Stop Using the Least Likely Example
I’m at a Solution Tree Professional Learning Communities event this week. It’s fine, if a bit too salesy. As for the content, it’s pretty basic stuff. Speaker after speaker has stressed the importance of working as a team so that student achievement isn’t dependent on the teacher lottery because everyone is working together to ensure the success of every child. Ideally, according to the presenters, teachers collaborate to decide on essential standards, share best practices, assess students to evaluate their teaching, and then decide how to respond when kids don’t learn and when they do. Importantly, teachers take collective responsibility for student learning. A big part of this is comparing assessment data to improve teaching. Unfortunately, the presenters regularly made this sound simple. It’s not.
One of the examples used in a session was one we’ve all heard before:
“So if we as a grade level give a common assessment and my two colleagues’ classes have 95 percent proficiency and I have 50 perfect, what should we do about that?”

....

**Tasks to carry out:**
1. In the post on professional learning communities, rewrite the stretch from "Stop Using the" through "simple. It’s not.", replacing "presenters" with "speakers".
2. Answer these questions using the post on professional learning communities:
(a) What event is the writer attending this week?
(b) What proficiency do the two colleagues' classes reach in the session example?
(c) What do teachers take collective responsibility for?
3. Decide whether each statement agrees with the post on professional learning communities, and quote the words that settle it:
(a) The writer considers the event's content advanced.
(b) The writer finds the event somewhat salesy.
(c) The example used in the session was new to the writer.
This material was taken from another source.

Stored entries

....

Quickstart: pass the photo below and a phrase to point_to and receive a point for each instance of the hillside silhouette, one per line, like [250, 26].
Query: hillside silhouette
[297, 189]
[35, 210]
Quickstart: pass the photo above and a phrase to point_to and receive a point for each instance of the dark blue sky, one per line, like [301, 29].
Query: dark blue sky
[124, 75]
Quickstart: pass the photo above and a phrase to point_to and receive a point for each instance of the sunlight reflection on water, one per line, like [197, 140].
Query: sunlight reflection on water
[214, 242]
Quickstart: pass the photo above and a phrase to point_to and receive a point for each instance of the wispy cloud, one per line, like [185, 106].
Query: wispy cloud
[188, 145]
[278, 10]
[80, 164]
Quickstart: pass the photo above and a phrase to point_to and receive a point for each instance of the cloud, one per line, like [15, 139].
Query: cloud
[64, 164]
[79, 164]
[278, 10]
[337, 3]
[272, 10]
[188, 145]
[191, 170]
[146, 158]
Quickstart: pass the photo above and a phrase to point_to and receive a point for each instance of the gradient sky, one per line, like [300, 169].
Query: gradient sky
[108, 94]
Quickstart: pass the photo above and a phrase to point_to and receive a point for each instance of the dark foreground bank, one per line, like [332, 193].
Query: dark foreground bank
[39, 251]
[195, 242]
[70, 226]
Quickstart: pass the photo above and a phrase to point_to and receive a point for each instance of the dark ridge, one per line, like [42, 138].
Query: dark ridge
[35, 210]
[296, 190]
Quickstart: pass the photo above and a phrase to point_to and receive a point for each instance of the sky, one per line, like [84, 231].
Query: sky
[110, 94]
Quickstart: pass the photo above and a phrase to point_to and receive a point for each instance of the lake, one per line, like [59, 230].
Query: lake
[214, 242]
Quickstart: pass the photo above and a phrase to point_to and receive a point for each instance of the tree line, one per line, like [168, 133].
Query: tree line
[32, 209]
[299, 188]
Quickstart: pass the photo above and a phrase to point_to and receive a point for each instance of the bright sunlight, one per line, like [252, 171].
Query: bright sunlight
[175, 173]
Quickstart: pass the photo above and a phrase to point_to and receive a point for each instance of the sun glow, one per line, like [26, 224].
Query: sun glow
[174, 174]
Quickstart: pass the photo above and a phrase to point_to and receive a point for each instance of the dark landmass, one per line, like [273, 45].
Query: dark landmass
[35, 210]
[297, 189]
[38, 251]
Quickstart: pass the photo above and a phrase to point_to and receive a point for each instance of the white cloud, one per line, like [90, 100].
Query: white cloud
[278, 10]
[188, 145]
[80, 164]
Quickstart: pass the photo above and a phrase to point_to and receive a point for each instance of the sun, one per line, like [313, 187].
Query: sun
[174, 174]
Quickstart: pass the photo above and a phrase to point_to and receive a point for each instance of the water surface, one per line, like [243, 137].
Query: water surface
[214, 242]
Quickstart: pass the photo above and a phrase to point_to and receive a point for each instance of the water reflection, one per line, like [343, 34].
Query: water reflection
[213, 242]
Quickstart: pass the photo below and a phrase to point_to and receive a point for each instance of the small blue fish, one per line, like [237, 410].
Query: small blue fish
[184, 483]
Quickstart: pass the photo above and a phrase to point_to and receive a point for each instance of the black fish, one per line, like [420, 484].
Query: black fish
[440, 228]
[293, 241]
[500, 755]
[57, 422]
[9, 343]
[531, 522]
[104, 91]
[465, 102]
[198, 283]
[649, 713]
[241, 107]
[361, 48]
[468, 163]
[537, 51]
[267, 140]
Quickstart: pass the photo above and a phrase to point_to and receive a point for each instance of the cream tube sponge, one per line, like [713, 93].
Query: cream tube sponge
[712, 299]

....

**Outputs:**
1.
Stop Using the Least Likely Example
I’m at a Solution Tree Professional Learning Communities event this week. It’s fine, if a bit too salesy. As for the content, it’s pretty basic stuff. Speaker after speaker has stressed the importance of working as a team so that student achievement isn’t dependent on the teacher lottery because everyone is working together to ensure the success of every child. Ideally, according to the speakers, teachers collaborate to decide on essential standards, share best practices, assess students to evaluate their teaching, and then decide how to respond when kids don’t learn and when they do. Importantly, teachers take collective responsibility for student learning. A big part of this is comparing assessment data to improve teaching. Unfortunately, the speakers regularly made this sound simple. It’s not.

2.
(a) A Solution Tree Professional Learning Communities event.
(b) 95 percent.
(c) Student learning.

3.
(a) No: "it’s pretty basic stuff."
(b) Yes: "It’s fine, if a bit too salesy."
(c) No: "one we’ve all heard before"